### [ACTION ITEM]
Type out the full set of entries again, unchanged.

━━━

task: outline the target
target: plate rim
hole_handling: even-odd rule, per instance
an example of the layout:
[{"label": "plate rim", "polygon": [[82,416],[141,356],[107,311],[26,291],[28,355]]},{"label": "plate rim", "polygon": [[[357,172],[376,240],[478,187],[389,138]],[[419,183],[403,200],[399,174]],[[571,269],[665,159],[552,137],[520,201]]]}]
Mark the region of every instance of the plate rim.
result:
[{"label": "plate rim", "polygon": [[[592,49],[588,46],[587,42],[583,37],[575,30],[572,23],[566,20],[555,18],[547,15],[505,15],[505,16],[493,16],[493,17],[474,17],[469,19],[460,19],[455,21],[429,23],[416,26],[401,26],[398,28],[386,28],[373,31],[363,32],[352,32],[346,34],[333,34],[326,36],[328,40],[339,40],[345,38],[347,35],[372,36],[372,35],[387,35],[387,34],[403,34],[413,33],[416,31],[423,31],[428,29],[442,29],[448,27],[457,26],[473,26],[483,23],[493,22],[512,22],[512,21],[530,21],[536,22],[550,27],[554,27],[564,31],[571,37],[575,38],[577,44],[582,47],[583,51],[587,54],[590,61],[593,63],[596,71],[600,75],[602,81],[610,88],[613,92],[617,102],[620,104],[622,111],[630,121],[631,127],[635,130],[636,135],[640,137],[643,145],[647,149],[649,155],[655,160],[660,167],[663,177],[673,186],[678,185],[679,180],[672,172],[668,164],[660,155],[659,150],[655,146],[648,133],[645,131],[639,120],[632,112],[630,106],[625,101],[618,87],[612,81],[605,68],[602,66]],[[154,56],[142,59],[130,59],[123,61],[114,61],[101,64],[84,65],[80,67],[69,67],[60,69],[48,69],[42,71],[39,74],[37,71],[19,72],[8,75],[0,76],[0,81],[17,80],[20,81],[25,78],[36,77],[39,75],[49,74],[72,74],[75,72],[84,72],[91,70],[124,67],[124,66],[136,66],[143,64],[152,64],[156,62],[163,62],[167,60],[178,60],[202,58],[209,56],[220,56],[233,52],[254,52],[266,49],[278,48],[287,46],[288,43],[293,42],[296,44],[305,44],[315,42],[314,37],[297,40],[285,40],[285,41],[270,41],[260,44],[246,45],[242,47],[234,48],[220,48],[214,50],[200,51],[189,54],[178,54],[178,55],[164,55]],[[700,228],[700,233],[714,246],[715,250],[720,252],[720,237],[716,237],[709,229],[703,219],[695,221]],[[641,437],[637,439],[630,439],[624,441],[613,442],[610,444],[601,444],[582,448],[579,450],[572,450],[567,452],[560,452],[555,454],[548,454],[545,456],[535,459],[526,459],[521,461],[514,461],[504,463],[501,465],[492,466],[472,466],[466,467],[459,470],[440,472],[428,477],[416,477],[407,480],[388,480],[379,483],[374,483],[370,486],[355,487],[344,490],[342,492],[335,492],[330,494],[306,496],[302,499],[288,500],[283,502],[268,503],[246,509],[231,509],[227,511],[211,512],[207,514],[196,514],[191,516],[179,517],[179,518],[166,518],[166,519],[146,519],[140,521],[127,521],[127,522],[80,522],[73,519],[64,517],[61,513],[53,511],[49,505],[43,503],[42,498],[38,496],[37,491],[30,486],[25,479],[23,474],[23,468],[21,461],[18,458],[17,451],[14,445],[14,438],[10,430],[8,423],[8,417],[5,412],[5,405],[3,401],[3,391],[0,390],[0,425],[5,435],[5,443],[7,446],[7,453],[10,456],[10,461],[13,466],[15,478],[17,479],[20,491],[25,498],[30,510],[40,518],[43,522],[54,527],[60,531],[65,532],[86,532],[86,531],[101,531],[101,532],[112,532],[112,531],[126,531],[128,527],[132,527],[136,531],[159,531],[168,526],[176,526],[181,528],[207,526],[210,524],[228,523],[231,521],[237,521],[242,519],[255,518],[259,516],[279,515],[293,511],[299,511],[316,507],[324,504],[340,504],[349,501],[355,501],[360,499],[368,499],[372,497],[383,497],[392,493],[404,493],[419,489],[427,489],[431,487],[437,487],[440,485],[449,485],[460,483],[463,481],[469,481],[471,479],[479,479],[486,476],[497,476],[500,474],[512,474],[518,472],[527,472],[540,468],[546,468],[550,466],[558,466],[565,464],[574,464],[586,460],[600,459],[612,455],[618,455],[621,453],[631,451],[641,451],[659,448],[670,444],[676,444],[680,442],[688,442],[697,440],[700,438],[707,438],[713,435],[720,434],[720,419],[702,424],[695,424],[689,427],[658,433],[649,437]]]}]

━━━

### [WRITTEN REPLY]
task: outline the target
target: plate rim
hole_handling: even-odd rule, per instance
an example of the layout:
[{"label": "plate rim", "polygon": [[82,416],[141,356],[107,311],[26,291],[28,355]]},{"label": "plate rim", "polygon": [[[357,172],[376,240],[478,187],[389,138]],[[419,183],[403,200],[399,174]],[[571,269],[665,159],[552,137],[520,201]]]}]
Mark the region of every instance of the plate rim.
result:
[{"label": "plate rim", "polygon": [[[592,49],[588,46],[587,42],[583,37],[575,30],[572,23],[566,20],[555,18],[547,15],[505,15],[505,16],[493,16],[493,17],[474,17],[469,19],[460,19],[455,21],[429,23],[416,26],[401,26],[398,28],[386,28],[373,31],[363,32],[352,32],[346,34],[333,34],[326,36],[328,40],[339,40],[345,38],[347,35],[372,36],[372,35],[387,35],[387,34],[403,34],[413,33],[416,31],[423,31],[428,29],[442,29],[448,27],[457,26],[473,26],[483,23],[493,22],[512,22],[512,21],[530,21],[536,22],[550,27],[554,27],[564,31],[571,37],[575,38],[577,44],[582,47],[583,51],[587,54],[590,61],[593,63],[596,71],[600,75],[602,81],[610,88],[613,92],[617,102],[620,104],[622,111],[630,121],[631,127],[635,130],[636,135],[640,137],[643,145],[647,149],[649,155],[655,160],[660,167],[663,177],[673,186],[678,185],[679,180],[672,172],[668,164],[660,155],[659,150],[655,146],[648,133],[645,131],[639,120],[632,112],[630,106],[625,101],[618,87],[612,81],[605,68],[602,66]],[[154,56],[142,59],[130,59],[123,61],[114,61],[101,64],[84,65],[80,67],[69,67],[60,69],[48,69],[42,71],[39,74],[37,71],[19,72],[8,75],[0,76],[0,81],[17,80],[20,81],[25,78],[36,77],[39,75],[49,74],[72,74],[75,72],[84,72],[91,70],[124,67],[124,66],[136,66],[143,64],[152,64],[156,62],[163,62],[167,60],[178,60],[202,58],[209,56],[220,56],[233,52],[254,52],[266,49],[278,48],[287,46],[288,43],[293,42],[296,44],[305,44],[315,42],[314,37],[297,40],[285,40],[285,41],[270,41],[260,44],[246,45],[242,47],[234,48],[220,48],[214,50],[200,51],[189,54],[178,54],[178,55],[164,55]],[[700,228],[700,233],[714,246],[715,250],[720,252],[720,237],[716,237],[709,229],[703,219],[695,221]],[[641,437],[637,439],[630,439],[624,441],[613,442],[610,444],[601,444],[582,448],[579,450],[572,450],[567,452],[560,452],[555,454],[548,454],[545,456],[535,459],[526,459],[521,461],[514,461],[504,463],[501,465],[492,466],[472,466],[466,467],[459,470],[440,472],[428,477],[416,477],[407,480],[388,480],[379,483],[374,483],[370,486],[355,487],[344,490],[342,492],[335,492],[330,494],[306,496],[302,499],[288,500],[283,502],[268,503],[246,509],[231,509],[227,511],[211,512],[207,514],[196,514],[191,516],[179,517],[179,518],[166,518],[166,519],[146,519],[140,521],[127,521],[127,522],[80,522],[73,519],[64,517],[61,513],[53,511],[49,505],[43,503],[42,498],[38,496],[37,491],[30,486],[25,479],[23,474],[23,468],[21,461],[18,458],[17,451],[14,445],[14,438],[10,430],[8,423],[8,417],[5,412],[5,405],[3,401],[3,391],[0,390],[0,425],[5,435],[5,443],[7,446],[7,453],[10,456],[10,461],[13,466],[15,478],[17,479],[20,491],[25,498],[30,510],[40,518],[43,522],[54,527],[60,531],[65,532],[86,532],[86,531],[101,531],[101,532],[112,532],[112,531],[126,531],[128,527],[132,527],[136,531],[159,531],[168,526],[176,526],[181,528],[207,526],[210,524],[228,523],[231,521],[237,521],[242,519],[255,518],[259,516],[279,515],[293,511],[299,511],[316,507],[324,504],[340,504],[349,501],[355,501],[360,499],[368,499],[372,497],[383,497],[392,493],[404,493],[419,489],[427,489],[431,487],[437,487],[440,485],[449,485],[460,483],[463,481],[469,481],[471,479],[479,479],[486,476],[497,476],[500,474],[512,474],[518,472],[527,472],[540,468],[546,468],[550,466],[558,466],[565,464],[574,464],[586,460],[600,459],[612,455],[618,455],[621,453],[631,451],[641,451],[659,448],[670,444],[676,444],[680,442],[688,442],[697,440],[700,438],[707,438],[713,435],[720,434],[720,419],[702,424],[695,424],[689,427],[658,433],[649,437]]]}]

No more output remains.